Exercise aim: Please set down, unchanged, the line containing "Locate the white countertop" and all the lines that follow it until the data below ends.

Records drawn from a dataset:
----------------
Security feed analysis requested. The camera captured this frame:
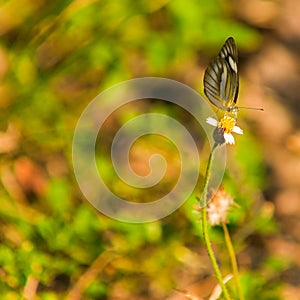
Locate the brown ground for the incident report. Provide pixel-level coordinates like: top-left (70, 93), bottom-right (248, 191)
top-left (236, 0), bottom-right (300, 298)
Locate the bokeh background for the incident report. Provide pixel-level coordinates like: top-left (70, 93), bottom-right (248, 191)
top-left (1, 0), bottom-right (300, 299)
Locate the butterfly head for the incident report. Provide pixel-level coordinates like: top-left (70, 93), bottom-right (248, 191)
top-left (226, 106), bottom-right (239, 118)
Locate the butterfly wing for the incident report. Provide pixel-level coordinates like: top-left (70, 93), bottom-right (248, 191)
top-left (203, 37), bottom-right (239, 111)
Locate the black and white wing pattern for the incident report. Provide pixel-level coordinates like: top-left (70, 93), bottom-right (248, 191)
top-left (203, 37), bottom-right (239, 112)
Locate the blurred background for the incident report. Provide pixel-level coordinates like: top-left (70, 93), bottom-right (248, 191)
top-left (1, 0), bottom-right (300, 299)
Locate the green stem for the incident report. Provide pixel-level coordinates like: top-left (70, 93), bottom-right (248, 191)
top-left (200, 143), bottom-right (231, 300)
top-left (222, 222), bottom-right (244, 300)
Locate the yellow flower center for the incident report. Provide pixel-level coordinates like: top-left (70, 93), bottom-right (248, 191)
top-left (218, 115), bottom-right (236, 134)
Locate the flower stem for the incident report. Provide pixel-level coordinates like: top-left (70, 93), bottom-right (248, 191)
top-left (222, 222), bottom-right (244, 300)
top-left (200, 143), bottom-right (231, 300)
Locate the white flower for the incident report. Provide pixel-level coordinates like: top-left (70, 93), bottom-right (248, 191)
top-left (206, 116), bottom-right (243, 145)
top-left (194, 187), bottom-right (235, 226)
top-left (206, 187), bottom-right (234, 226)
top-left (224, 132), bottom-right (235, 145)
top-left (206, 117), bottom-right (218, 127)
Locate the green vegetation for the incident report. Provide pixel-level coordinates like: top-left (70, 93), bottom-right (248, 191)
top-left (0, 1), bottom-right (283, 299)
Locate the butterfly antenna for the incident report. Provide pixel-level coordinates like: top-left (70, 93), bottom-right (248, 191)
top-left (238, 106), bottom-right (264, 111)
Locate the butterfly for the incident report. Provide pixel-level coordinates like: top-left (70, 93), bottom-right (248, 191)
top-left (203, 37), bottom-right (239, 113)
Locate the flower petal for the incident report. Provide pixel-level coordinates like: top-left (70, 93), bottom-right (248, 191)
top-left (232, 125), bottom-right (243, 135)
top-left (206, 117), bottom-right (218, 126)
top-left (224, 133), bottom-right (235, 144)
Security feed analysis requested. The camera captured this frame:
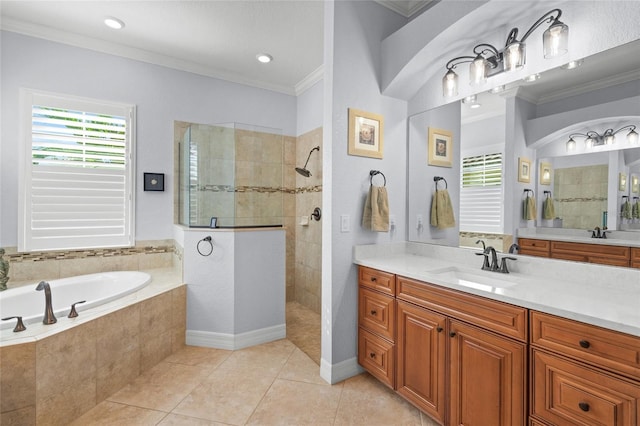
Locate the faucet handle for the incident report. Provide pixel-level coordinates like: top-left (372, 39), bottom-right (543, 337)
top-left (2, 316), bottom-right (26, 332)
top-left (500, 256), bottom-right (517, 274)
top-left (475, 252), bottom-right (491, 270)
top-left (68, 300), bottom-right (86, 318)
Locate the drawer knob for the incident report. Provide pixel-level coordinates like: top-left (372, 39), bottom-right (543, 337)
top-left (449, 331), bottom-right (456, 338)
top-left (436, 326), bottom-right (443, 333)
top-left (369, 352), bottom-right (376, 359)
top-left (579, 340), bottom-right (591, 349)
top-left (370, 277), bottom-right (377, 282)
top-left (370, 310), bottom-right (377, 316)
top-left (578, 402), bottom-right (590, 412)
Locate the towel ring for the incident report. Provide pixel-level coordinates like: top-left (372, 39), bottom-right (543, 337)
top-left (434, 176), bottom-right (447, 190)
top-left (197, 236), bottom-right (214, 256)
top-left (544, 190), bottom-right (552, 198)
top-left (369, 170), bottom-right (386, 186)
top-left (524, 189), bottom-right (534, 197)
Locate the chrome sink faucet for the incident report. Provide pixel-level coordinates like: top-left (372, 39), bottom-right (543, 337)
top-left (36, 281), bottom-right (57, 324)
top-left (476, 246), bottom-right (517, 273)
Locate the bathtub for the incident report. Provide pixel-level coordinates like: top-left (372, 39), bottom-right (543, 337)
top-left (0, 271), bottom-right (151, 331)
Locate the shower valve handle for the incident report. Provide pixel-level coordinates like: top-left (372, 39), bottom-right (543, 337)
top-left (2, 316), bottom-right (27, 332)
top-left (68, 300), bottom-right (87, 318)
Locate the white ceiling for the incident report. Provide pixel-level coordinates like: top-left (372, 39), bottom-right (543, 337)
top-left (0, 0), bottom-right (432, 96)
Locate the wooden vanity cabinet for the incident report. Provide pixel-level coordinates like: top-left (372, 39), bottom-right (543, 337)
top-left (396, 275), bottom-right (528, 426)
top-left (550, 241), bottom-right (630, 267)
top-left (357, 267), bottom-right (396, 389)
top-left (631, 248), bottom-right (640, 268)
top-left (519, 238), bottom-right (551, 258)
top-left (530, 311), bottom-right (640, 426)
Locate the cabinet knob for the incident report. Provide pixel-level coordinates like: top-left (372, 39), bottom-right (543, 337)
top-left (579, 340), bottom-right (590, 349)
top-left (370, 277), bottom-right (377, 282)
top-left (369, 352), bottom-right (376, 359)
top-left (436, 326), bottom-right (443, 333)
top-left (370, 310), bottom-right (377, 316)
top-left (449, 331), bottom-right (456, 338)
top-left (578, 402), bottom-right (590, 412)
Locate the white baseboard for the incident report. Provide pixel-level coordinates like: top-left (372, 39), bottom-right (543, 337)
top-left (186, 323), bottom-right (286, 350)
top-left (320, 356), bottom-right (363, 384)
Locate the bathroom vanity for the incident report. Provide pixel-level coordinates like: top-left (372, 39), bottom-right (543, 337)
top-left (354, 243), bottom-right (640, 426)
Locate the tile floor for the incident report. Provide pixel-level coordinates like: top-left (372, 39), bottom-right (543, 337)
top-left (69, 303), bottom-right (440, 425)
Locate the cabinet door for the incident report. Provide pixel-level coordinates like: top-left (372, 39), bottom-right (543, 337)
top-left (449, 320), bottom-right (526, 426)
top-left (396, 301), bottom-right (447, 424)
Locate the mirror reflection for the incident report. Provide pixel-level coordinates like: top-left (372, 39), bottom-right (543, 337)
top-left (408, 39), bottom-right (640, 259)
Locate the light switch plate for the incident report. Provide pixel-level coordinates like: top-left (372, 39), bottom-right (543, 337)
top-left (341, 214), bottom-right (350, 232)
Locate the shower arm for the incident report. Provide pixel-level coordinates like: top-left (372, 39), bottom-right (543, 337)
top-left (301, 146), bottom-right (320, 169)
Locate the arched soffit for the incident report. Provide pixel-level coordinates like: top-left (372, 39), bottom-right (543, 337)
top-left (381, 0), bottom-right (570, 100)
top-left (534, 115), bottom-right (640, 159)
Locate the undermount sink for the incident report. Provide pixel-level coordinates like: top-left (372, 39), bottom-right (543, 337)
top-left (426, 266), bottom-right (518, 293)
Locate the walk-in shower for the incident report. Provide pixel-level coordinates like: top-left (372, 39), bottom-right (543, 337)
top-left (295, 146), bottom-right (320, 177)
top-left (177, 121), bottom-right (284, 228)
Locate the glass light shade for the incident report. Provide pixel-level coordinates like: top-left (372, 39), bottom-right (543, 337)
top-left (543, 21), bottom-right (569, 58)
top-left (627, 129), bottom-right (639, 144)
top-left (566, 137), bottom-right (576, 151)
top-left (504, 42), bottom-right (525, 72)
top-left (469, 56), bottom-right (488, 86)
top-left (604, 134), bottom-right (615, 145)
top-left (585, 137), bottom-right (595, 149)
top-left (443, 69), bottom-right (458, 98)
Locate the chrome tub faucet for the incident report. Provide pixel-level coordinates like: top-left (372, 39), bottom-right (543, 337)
top-left (36, 281), bottom-right (57, 324)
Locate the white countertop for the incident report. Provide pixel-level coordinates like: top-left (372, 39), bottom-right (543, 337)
top-left (517, 227), bottom-right (640, 248)
top-left (354, 243), bottom-right (640, 338)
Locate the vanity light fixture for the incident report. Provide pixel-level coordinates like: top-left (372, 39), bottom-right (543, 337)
----------------
Task result:
Locate the white countertop for the incident report. Provide pixel-level coordinates like: top-left (372, 39), bottom-right (543, 337)
top-left (517, 227), bottom-right (640, 248)
top-left (354, 243), bottom-right (640, 338)
Locate the vanity light fixture for the incident report. Provide pixel-level coordinates like: top-left (372, 39), bottom-right (543, 337)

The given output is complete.